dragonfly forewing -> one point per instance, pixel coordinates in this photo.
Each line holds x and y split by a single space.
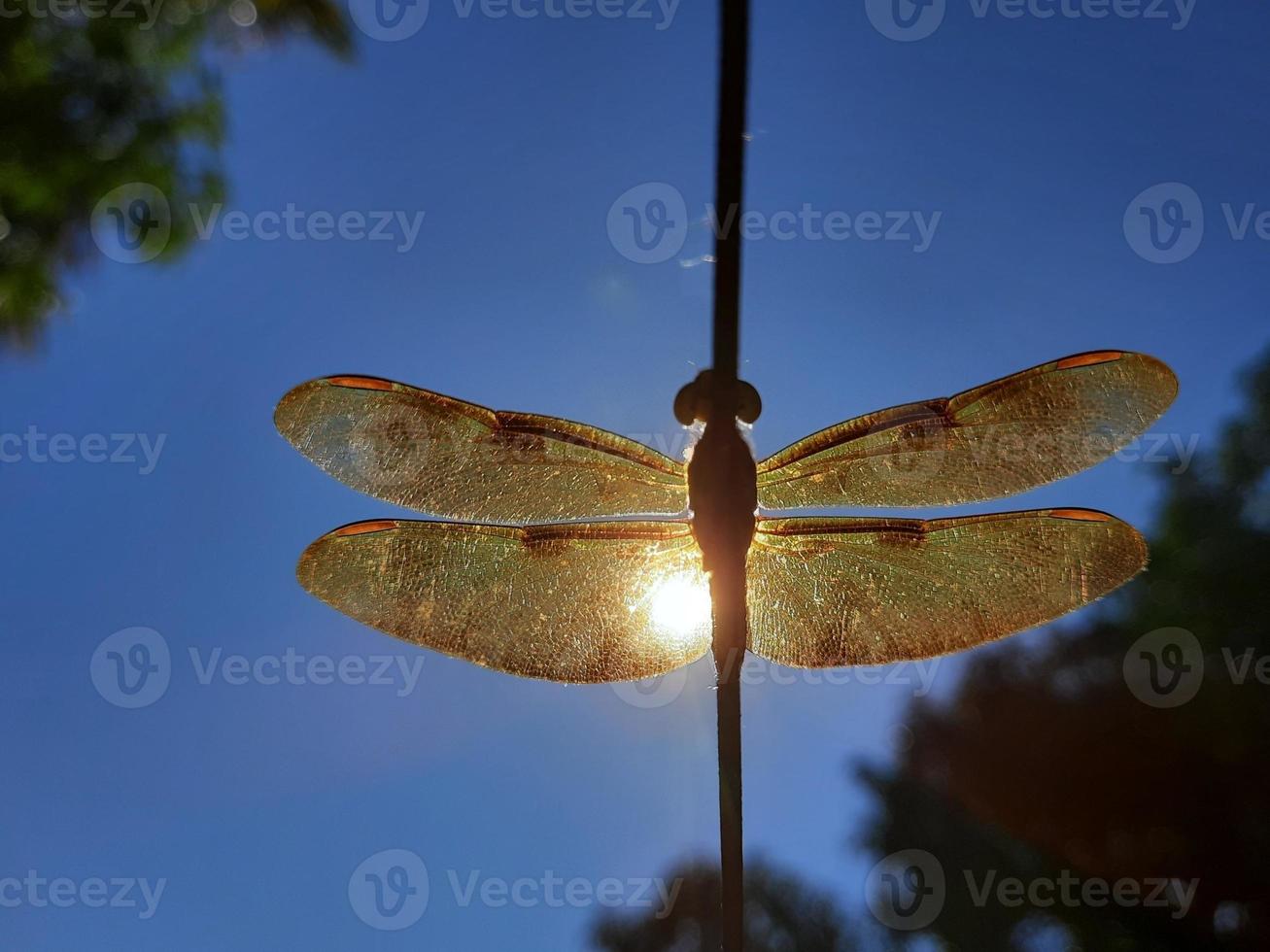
995 441
460 460
579 603
826 593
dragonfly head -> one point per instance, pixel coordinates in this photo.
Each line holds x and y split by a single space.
708 397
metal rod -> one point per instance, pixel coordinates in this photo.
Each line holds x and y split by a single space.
728 587
728 580
729 185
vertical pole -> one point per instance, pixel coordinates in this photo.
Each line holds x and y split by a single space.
728 579
728 592
729 185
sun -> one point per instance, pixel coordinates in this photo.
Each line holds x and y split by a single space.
678 605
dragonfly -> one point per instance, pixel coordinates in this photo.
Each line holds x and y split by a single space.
561 551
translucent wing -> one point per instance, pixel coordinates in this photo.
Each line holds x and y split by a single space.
843 592
460 460
600 602
993 441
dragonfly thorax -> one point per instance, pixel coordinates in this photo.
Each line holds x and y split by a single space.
723 493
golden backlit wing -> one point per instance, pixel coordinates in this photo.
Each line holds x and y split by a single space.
826 593
582 603
1002 438
460 460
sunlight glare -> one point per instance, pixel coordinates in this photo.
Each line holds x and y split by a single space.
679 605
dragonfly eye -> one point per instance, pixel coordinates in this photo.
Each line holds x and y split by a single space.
695 401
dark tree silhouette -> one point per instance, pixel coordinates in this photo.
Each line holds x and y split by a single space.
110 94
1047 760
782 914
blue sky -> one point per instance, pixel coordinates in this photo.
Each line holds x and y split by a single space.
256 802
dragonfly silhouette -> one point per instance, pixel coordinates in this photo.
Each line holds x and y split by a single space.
544 570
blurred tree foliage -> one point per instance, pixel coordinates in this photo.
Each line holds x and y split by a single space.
1046 761
100 93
=====
*Task brief*
Locate all lines in the listing above with the word "silhouette" and copy them.

*The completed task*
dark tree silhouette -> one point per instance, pixel coordinates in this photo.
dragonfly silhouette -> one point per instance, pixel coordinates in this photo.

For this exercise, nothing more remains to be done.